EXTRACTED RECORDS below:

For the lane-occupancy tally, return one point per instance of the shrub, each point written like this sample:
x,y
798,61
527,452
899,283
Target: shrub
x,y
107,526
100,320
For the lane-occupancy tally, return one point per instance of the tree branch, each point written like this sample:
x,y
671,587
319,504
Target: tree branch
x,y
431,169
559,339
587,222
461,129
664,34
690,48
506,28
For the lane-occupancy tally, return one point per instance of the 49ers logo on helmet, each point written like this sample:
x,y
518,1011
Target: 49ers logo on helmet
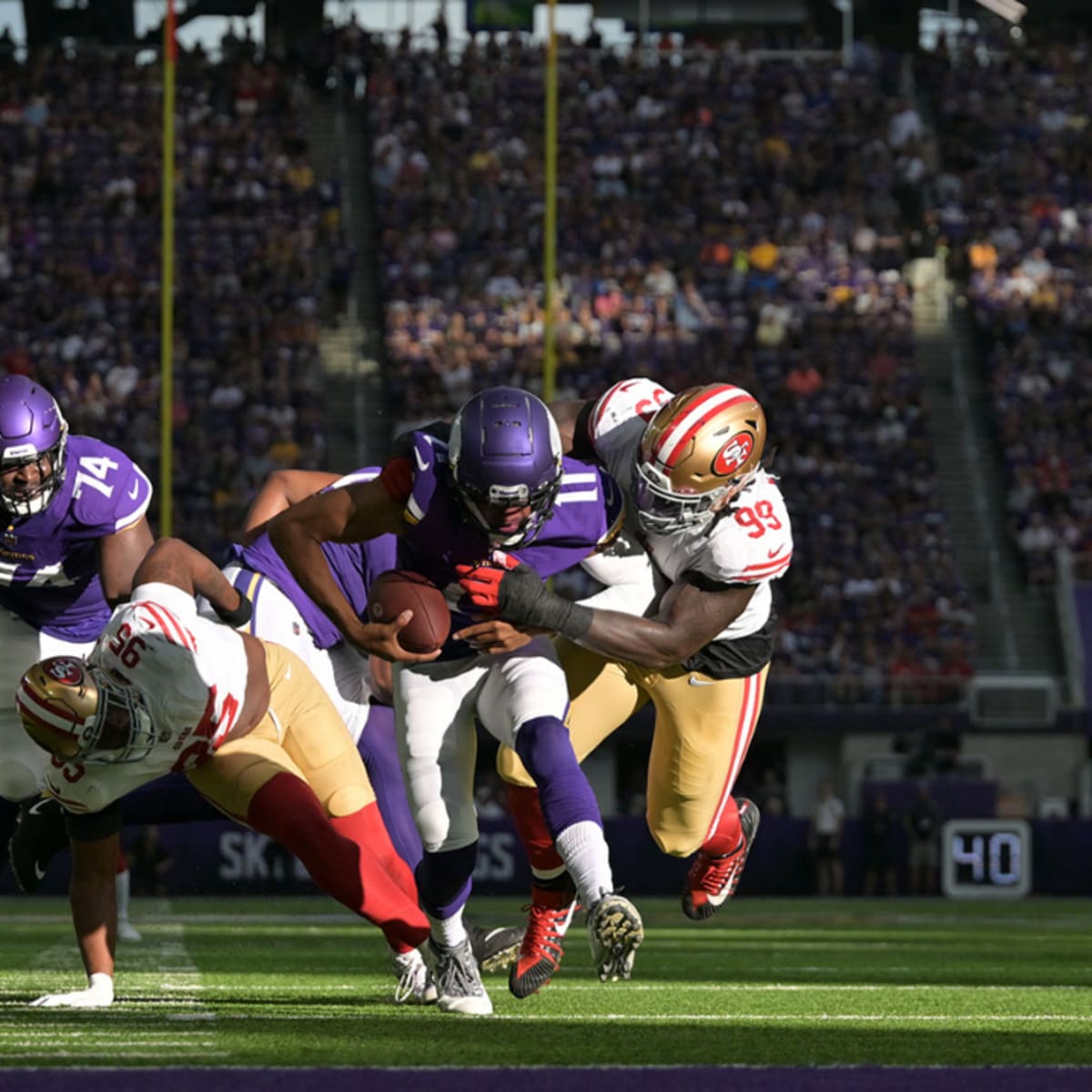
x,y
66,671
734,454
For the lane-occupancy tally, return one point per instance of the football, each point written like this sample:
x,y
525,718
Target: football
x,y
399,590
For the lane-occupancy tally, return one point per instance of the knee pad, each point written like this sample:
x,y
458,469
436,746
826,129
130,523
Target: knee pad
x,y
349,800
544,746
677,844
19,781
511,769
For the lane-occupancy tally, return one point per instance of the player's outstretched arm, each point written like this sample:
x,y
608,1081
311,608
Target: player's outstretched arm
x,y
175,562
353,513
281,490
119,556
689,617
94,916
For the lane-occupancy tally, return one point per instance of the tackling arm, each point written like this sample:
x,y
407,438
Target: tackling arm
x,y
172,561
119,556
281,490
567,414
353,513
691,616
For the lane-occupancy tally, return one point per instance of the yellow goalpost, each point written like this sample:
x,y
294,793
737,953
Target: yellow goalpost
x,y
167,278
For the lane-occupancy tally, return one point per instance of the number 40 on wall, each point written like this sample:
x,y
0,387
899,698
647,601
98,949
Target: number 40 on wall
x,y
986,858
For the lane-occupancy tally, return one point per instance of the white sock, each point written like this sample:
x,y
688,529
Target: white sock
x,y
448,931
121,895
584,851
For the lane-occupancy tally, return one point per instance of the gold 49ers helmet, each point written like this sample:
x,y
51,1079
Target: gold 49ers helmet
x,y
79,714
699,451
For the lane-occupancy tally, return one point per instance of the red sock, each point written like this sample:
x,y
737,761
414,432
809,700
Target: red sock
x,y
399,888
288,809
727,834
531,827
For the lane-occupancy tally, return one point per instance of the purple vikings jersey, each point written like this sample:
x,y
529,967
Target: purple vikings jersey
x,y
589,512
354,567
49,561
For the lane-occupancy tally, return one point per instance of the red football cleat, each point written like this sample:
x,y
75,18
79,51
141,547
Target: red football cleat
x,y
711,880
551,913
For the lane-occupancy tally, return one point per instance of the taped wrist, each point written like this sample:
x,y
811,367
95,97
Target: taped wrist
x,y
239,616
561,616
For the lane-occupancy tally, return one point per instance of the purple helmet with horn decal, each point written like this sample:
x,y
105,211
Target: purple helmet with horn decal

End of EXTRACTED RECORDS.

[WORK INSTRUCTION] Give back all of the entries above exactly, with the pictures excluded.

[WRITTEN ANSWER]
For the lane-occupancy tally, return one point per instance of the shrub, each point written like this sample:
x,y
798,61
527,452
899,283
Target: shrub
x,y
107,526
100,320
For the lane-occupancy tally, return one point per instance of the tree branch, each point written like this sample:
x,y
671,587
319,504
Target: tree branch
x,y
431,169
559,339
587,222
461,129
664,34
690,48
506,28
For the lane-occupancy tally, return one point per instance of the 49ers logo on helmet, each point written like this sample:
x,y
518,1011
Target: 49ers logo on helmet
x,y
66,671
734,454
For the lane-occupancy tally, return one point per instance of the football, each point written like this sample:
x,y
525,718
Target: football
x,y
399,590
For the lane-occupancy tally, return one point per instance of the knee pad, each point written like this sample:
x,y
458,469
436,746
826,129
130,523
Target: knee pad
x,y
349,800
544,746
677,844
19,781
511,769
For the lane-occupancy tally, return one point per instance of the player's outstretched arm, each point written like this sample:
x,y
608,1081
311,608
Target: player's outstretched arm
x,y
175,562
353,513
281,490
119,556
689,617
94,916
For the lane-occupancy tally, return one point per instance of the tackling arm, each point written like this sample:
x,y
407,438
Target: tackling arm
x,y
172,561
119,556
281,490
567,414
353,513
691,616
For the lane-occupancy tally, return one point per instance of the yellow goalpost, each point written like this sample:
x,y
294,793
737,953
Target: yellow goalpost
x,y
167,278
For the lane-occupancy tally, return one point per instance of the number 40 on wall, each point written like this sample:
x,y
0,387
899,698
647,601
98,949
Target: number 40 on wall
x,y
986,858
For the lane-occupancy tally, return one point per instance of the white sock, each point written like this sample:
x,y
688,529
Target: white sock
x,y
448,931
121,895
584,851
For the lane-occupancy tally, return one point per instance of the gold 49ers helmet, each point written like this sample:
x,y
51,1079
Target: gold 49ers helmet
x,y
79,714
699,451
For the lane-occupancy tally, return one point per instance of the red sock, each point written like this sample:
x,y
737,761
414,432
809,700
Target: red sock
x,y
399,888
288,809
727,834
531,827
For the lane-occupancy tally, return one point per instance of the purple vikings jersey, each point written like this sample:
x,y
529,967
Target: purple vikings jersey
x,y
589,512
354,567
49,561
For the lane-occupancy tally, return one point per instance of the red football cleat, each point written like this sample:
x,y
75,18
79,51
141,547
Target: red football cleat
x,y
711,880
551,913
For the lane-occupancy tally, return one point per instance of the taped wrist, each point written like this sample:
x,y
811,367
95,97
Target: taped wrist
x,y
239,616
561,616
For the lane-occupancy tally, return one point per instance of the purple helmet with horn decal, each point written like this sample:
x,y
105,211
Target: purple helmet with horn decal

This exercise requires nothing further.